### Things to do
**1)** Name every person mentioned in the news item about Deok-Ho Kim's 2015 award.
**2)** Extend the news item about Deok-Ho Kim's 2015 award, picking up after its final sentence.

### Given passage
--- START ---
Deok-Ho Kim named 2015 Young Innovator of Cellular and Molecular Bioengineering

ISCRM’s Deok-Ho Kim, Assistant Professor in the Department of Bioengineering at University of Washington, has been named a 2015 Young Innovator of Cellular and Molecular Bioengineering (CMBE) by the Biomedical Engineering Society (BMES).

Dr. Kim is one of only 11 distinguished honorees this year who are tenure-track assistant professors working in the field of cellular and molecular bioengineering. This year’s honorees represent some of the best and brightest working in the field and were chosen from a highly competitive pool of candidates, noted a CMBE official.

As part of the selection process, they were invited to submit full-length manuscripts that underwent a rigorous peer-review process prior to publication in the most recent issue of the scientific journal Cellular and Molecular Bioengineering.

Dr. Kim was recognized for the development of a nanopatterned human induced pluripotent stem cell (iPSC)-derived model of a dystrophin-null cardiomyopathic phenotype. His research group has demonstrated the utility of bio-inspired nanotopographically-defined materials for controlling the structural and functional properties of hiPSC-derived cardiomyocytes, providing an enabling platform for effectively stratifying normal and structural cardiac disease phenotypes in vitro. This work was performed in collaboration with Dr. David Mack and Dr. Martin Childers in the Institute of Stem Cell and Regenerative Medicine at the University of Washington. Their findings are published in the September issue of CMBE Journal.
--- END ---
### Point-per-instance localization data
--- START ---
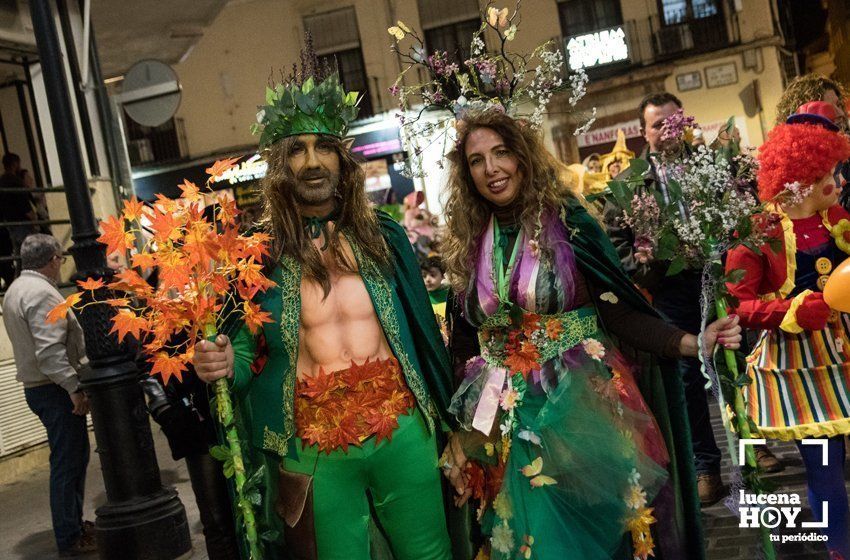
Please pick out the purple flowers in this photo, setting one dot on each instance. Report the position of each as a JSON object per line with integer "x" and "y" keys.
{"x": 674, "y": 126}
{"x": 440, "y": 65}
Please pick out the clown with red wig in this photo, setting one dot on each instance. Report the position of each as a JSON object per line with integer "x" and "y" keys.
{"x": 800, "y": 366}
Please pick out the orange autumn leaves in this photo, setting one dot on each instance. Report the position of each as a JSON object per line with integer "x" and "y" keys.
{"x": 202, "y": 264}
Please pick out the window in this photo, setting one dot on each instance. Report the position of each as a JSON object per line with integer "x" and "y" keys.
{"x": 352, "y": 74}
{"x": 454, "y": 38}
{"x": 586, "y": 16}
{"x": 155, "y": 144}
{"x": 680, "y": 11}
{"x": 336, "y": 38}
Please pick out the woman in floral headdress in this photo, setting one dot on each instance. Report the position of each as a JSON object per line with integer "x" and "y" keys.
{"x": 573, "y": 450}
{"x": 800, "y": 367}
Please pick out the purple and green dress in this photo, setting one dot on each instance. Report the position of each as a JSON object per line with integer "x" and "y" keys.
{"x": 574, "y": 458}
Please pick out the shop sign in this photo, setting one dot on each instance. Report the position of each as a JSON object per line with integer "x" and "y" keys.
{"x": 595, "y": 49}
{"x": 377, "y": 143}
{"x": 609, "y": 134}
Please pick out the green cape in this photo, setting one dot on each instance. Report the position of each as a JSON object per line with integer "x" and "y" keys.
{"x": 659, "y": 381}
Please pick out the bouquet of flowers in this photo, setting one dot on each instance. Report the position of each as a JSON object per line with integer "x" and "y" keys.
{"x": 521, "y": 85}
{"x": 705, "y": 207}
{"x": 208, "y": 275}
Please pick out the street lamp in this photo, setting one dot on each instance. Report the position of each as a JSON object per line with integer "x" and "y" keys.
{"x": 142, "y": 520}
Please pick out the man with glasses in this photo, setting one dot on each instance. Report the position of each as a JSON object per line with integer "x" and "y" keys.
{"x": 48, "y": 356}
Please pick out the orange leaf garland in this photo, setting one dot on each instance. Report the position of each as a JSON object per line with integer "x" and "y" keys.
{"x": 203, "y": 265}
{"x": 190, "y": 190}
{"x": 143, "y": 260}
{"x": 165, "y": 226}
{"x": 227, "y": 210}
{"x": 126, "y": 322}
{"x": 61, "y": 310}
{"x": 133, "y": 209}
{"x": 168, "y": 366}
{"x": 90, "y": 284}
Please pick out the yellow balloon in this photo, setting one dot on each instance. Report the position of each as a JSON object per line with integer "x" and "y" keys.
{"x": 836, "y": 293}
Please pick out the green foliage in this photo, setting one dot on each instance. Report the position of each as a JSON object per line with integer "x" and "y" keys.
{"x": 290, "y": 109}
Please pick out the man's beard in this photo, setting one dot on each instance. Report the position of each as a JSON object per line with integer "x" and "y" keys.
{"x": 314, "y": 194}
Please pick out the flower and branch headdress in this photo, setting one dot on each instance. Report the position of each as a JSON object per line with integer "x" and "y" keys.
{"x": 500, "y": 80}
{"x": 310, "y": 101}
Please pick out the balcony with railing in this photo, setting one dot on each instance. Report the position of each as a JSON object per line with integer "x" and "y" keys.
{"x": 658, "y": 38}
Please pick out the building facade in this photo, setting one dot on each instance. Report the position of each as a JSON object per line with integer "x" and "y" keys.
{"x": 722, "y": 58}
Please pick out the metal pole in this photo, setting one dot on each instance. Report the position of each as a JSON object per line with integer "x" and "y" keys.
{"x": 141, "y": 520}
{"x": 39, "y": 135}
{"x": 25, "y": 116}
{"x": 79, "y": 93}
--- END ---
--- START ---
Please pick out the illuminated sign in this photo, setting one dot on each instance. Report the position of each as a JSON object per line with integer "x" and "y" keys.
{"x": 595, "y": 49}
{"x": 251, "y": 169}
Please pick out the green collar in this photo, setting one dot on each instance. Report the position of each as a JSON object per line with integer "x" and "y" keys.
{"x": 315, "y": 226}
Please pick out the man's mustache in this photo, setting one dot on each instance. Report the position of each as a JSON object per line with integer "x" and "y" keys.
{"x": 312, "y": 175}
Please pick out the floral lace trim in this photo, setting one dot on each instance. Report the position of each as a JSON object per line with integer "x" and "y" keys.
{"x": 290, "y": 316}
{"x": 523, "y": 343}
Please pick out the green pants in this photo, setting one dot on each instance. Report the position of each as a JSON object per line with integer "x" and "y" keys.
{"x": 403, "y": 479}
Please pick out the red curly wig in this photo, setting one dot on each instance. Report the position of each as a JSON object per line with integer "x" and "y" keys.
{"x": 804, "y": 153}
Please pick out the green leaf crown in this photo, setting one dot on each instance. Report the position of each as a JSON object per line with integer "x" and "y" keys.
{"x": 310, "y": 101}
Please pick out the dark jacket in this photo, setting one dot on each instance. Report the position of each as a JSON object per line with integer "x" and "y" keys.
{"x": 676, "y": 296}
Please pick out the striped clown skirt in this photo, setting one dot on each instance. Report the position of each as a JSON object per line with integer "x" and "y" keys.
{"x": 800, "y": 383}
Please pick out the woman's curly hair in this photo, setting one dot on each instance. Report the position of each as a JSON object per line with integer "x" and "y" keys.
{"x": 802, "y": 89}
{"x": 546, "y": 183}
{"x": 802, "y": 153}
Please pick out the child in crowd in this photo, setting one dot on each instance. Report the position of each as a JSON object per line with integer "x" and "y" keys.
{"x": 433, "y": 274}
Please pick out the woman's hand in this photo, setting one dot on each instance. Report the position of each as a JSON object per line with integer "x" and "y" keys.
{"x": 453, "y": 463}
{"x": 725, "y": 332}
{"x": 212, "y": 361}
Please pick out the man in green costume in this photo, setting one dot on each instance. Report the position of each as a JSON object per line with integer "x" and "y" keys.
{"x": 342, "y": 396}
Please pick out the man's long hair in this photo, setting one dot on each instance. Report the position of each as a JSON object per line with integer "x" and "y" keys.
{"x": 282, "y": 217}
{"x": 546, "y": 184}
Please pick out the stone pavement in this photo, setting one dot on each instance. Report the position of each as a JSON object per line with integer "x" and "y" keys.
--- END ---
### Answers
**1)** Deok-Ho Kim, David Mack, Martin Childers

**2)**
“Advanced heart cell-based systems such as these offer unprecedented opportunities to study a wide range of heart diseases in more rigorous and innovative ways; paving the way for breakthroughs in treatment options and someday cures for patients where none exist today,” said Jesse Macadangdang, lead author of the paper and graduate student in Kim’s laboratory.

Dr. Kim, who joined University of Washington in 2011, received his Ph.D. in biomedical engineering from Johns Hopkins University, where he was most recently an assistant research professor. Earlier in his career, Dr. Kim worked at the Swiss Federal Institute of Technology at Zurich (ETH Zürich) and the Korea Institute of Science and Technology as a Research Scientist. His research spans diverse fields, including nanobiomaterials, mechanobiology, stem cell and tissue engineering, and micro/nanofabrication of polymeric biomaterials.